Hettie Judah on the Place of Motherhood in the Art World
The writer interrogates the meaning of care, as well as communicating beyond the mother echo-chamber, through the works of Caroline Walker
The writer interrogates the meaning of care, as well as communicating beyond the mother echo-chamber, through the works of Caroline Walker
Edging into fresh territory, it is hard to predict where we might find ourselves soft and unarmoured. Surrounded by paintings of a woman heavily pregnant, then breastfeeding her newborn, I was struck, hard, by a still life of plastic feeding and pumping bottles, uncoupled and drying in a white tray. Something about that plastic: tough enough to boil on a stovetop, smooth and curved in echo of the maternal breast, cuffed in garish yellow as though the selecting mother was herself infantile. I had not fed a newborn for almost 20 years, but the textures and tones of this paraphernalia – at once medical and emotional, and freighted with such anxiety – touched something long buried.
Bottles and pumps (2022) was shown in Caroline Walker’s Stephen Friedman Gallery exhibition ‘Lisa’ – her third to explore facets of contemporary motherhood. The first – ‘Janet’ at Edinburgh’s Ingleby Gallery – followed the artist’s mother across a year, tracking her domestic routine. Janet’s devotion to the family home was expressed in daily, monthly and annual rituals, a kind of Liturgy of the Hours: making fishcakes, cleaning the sink, watering the garden. A painter who delights in reflected light, as well as the compositional possibilities of domestic architecture, Walker lavished attention on tiled floors and shiny surfaces, much as her seventeenth-century forbears had done in honouring the godly cleanliness of the wealthy Dutch.

▶ [WHAT YOU NEED TO DO]: Extract the part of the article on motherhood in the art world from "Bottles and pumps" to "the wealthy Dutch.". Draw only on the article for everything here.

▶ [GIVEN DATA]:
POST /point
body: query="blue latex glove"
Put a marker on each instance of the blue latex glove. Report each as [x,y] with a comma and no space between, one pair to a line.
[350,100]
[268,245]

▶ [SOLUTION FOR THIS TASK]:
Bottles and pumps (2022) was shown in Caroline Walker’s Stephen Friedman Gallery exhibition ‘Lisa’ – her third to explore facets of contemporary motherhood. The first – ‘Janet’ at Edinburgh’s Ingleby Gallery – followed the artist’s mother across a year, tracking her domestic routine. Janet’s devotion to the family home was expressed in daily, monthly and annual rituals, a kind of Liturgy of the Hours: making fishcakes, cleaning the sink, watering the garden. A painter who delights in reflected light, as well as the compositional possibilities of domestic architecture, Walker lavished attention on tiled floors and shiny surfaces, much as her seventeenth-century forbears had done in honouring the godly cleanliness of the wealthy Dutch.